Problem: The records that follow must be repeated verbatim, every one of them.
Start of Available data
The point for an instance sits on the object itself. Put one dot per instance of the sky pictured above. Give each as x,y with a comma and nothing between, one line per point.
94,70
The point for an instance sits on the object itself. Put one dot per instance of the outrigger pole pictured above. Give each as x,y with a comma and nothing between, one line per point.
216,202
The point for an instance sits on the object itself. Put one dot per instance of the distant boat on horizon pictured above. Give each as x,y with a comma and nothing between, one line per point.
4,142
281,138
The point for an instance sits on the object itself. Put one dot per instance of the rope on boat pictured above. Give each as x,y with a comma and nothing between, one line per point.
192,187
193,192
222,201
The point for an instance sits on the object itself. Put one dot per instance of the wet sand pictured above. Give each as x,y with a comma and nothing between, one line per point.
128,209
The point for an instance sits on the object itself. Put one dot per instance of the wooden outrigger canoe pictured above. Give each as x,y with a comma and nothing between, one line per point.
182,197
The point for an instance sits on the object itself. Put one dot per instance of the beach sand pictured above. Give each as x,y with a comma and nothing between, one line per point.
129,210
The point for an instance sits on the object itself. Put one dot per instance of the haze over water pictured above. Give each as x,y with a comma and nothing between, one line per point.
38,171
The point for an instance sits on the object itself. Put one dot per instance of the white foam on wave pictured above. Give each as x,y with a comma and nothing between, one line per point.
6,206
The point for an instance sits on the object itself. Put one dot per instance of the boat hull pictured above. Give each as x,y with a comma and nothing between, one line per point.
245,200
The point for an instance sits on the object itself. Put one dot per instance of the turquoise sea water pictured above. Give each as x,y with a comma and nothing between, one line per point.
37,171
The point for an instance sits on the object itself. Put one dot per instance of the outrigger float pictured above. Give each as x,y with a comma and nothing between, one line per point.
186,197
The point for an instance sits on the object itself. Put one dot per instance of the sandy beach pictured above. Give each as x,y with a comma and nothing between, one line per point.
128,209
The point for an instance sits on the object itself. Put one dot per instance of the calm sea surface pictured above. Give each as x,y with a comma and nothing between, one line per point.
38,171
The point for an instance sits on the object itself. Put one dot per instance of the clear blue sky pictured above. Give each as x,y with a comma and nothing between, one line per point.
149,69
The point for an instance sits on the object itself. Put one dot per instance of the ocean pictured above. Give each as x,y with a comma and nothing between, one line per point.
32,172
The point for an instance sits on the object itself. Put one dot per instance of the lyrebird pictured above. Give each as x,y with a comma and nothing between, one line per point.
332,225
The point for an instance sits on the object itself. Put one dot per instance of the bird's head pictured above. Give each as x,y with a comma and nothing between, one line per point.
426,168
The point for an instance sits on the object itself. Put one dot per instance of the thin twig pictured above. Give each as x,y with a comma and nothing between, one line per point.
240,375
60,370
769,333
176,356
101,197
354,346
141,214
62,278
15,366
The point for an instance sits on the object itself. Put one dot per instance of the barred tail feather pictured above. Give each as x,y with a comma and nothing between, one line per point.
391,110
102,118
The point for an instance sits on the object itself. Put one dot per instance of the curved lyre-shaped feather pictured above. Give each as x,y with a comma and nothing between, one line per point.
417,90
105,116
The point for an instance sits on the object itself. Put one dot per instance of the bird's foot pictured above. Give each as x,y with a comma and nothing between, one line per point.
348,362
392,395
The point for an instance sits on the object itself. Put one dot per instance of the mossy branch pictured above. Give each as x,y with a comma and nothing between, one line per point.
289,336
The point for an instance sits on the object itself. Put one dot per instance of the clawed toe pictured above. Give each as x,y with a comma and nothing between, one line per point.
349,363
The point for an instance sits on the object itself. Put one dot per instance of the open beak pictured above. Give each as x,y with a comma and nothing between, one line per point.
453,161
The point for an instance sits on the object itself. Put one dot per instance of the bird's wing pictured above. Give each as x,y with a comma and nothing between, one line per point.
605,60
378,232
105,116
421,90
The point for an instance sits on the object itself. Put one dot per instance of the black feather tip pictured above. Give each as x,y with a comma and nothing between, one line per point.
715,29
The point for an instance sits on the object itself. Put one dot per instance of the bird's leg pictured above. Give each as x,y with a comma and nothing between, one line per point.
End of Available data
Answer section:
The point for an instance sits on the object itself. Put one dot per instance of the sky pictured above. Give each as x,y with a comma and nothing between, one line per point.
94,70
The point for an instance sits on the object itself. Put one dot per instance of the outrigger pole pictured above. Give each as x,y with a comma and nothing between, one line per point.
216,202
The point for an instance sits on the object itself. Put one dot per instance of the distant boat on horizon pictured above. Give each as x,y with a comma and nothing between, one line per point.
4,142
281,138
The point for an instance sits on the object itself. Put one dot per instance of the rope on boat pictured above. Give each as x,y with a comma and nothing between, one line per point.
192,187
193,192
222,201
The point for an instance sits on the object itself. Put one dot per instance of the wet sand pictured above. Give each as x,y with a comma and nothing between, one line per point.
128,209
The point for an instance sits on the object itself. Put one dot per instance of the wooden outrigger canoe pictured above. Give each as x,y with a comma and nothing between, one line per point.
182,197
The point for an instance sits on the object itself. Put one dot per instance of the beach sand pictured above. Give each as x,y with a comma and nothing between, one line per point.
129,210
The point for an instance sits on the object itself. Put one dot per instance of the haze over water pictured above. Give each as x,y with a comma and nothing between, one line per point.
38,171
The point for an instance sits on the object itself. Put one dot per instance of the white foam on wave pictured above. Give each as x,y with a comma and nothing between, one line per point.
6,206
The point for an instance sits on the object itself. Put one dot per instance of the boat hull pictured above. Give each as x,y with a comma and nothing between, one line per point.
245,200
The point for an instance sits on the object itself. Put one dot per instance of the turquoise sea water pictured above. Give each as x,y with a comma and nothing between, one line per point.
37,171
The point for an instance sits on the object itself. Put one dot per instance of the outrigger float pictured above. Give each as x,y with a comma and nothing between, one line per point.
186,197
The point for an instance sits on the object itself. Put one dot per instance of the sandy beach pictured above. Give each as x,y with a comma and nothing between, one line per point.
128,209
The point for an instance sits on the object itself. Put one dot per instance of the calm sea surface pictured above. Give each as x,y with a comma and nothing between, one line per point.
38,171
The point for an instance sits on the object itself. Put one dot per instance of the clear blue sky pictured above. Give each as x,y with a comma and nothing between, one line per point.
149,69
The point for an instance sits on the object itself. Put one dot per instance of the ocean pictured above. Give each as x,y with a comma and nothing between, one line per point.
32,172
The point for an instance sits on the object itself. Put one dot per instance of the lyrebird pictured above. Give each as x,y with a comma and nothing between, one line per point.
332,225
The point for an instance sits on the object itself. Put one dot per instance of the bird's head pictured above. Give each as x,y with a comma and nothing between, one line per point.
426,168
The point for an instance sits on the object itself. Put one dot per instance of the thin twig pictured above. Give each as x,y with a comma and nothing between, one line per point.
240,375
60,370
769,333
176,356
101,197
354,346
141,214
62,278
15,366
The point for an instance sits on the object itself. Put one dot per instance of the barred tail feather pictured above. Give each as x,y with a comma and nothing between, one line per point.
391,110
102,118
The point for an instance sits on the object itself. Put one dot per instance of the curved lyre-shaped feather pictured above. Give each as x,y with a comma and nothing between, one line per point.
417,90
105,116
The point for an instance sits on the object itself. Put one dot per instance of the bird's foot pictured above. Give each as x,y with a comma and nothing between, one line per point.
348,362
392,395
The point for an instance sits on the object itself. Put one dot per instance of the mossy branch pictured above. Give each as x,y with a comma and nothing between, one line per point.
289,336
The point for an instance sits on the object itself. Put one dot per instance of the clawed toe pictured above. Give each as x,y with a comma and nothing between, one line per point.
349,363
The point for an instance sits on the object itself. Put one dot per instance of the open beak pictured above. Give each as x,y with a comma and nothing between, one line per point.
453,161
The point for an instance sits on the object itself. Put one dot per instance of the bird's wing pictured above. Give each as x,y with a comma and nothing between, one line per point.
605,60
378,232
105,116
421,90
The point for an instance sits on the object itself. Put one dot per instance of the black feather tip pictured above. Give each as x,y with a comma and nothing between, one line per point.
715,29
The point for an instance sits on the object itself. Put one dot per instance of the bird's leg pictured above. Give each as x,y with a comma and nothing between, one line per point.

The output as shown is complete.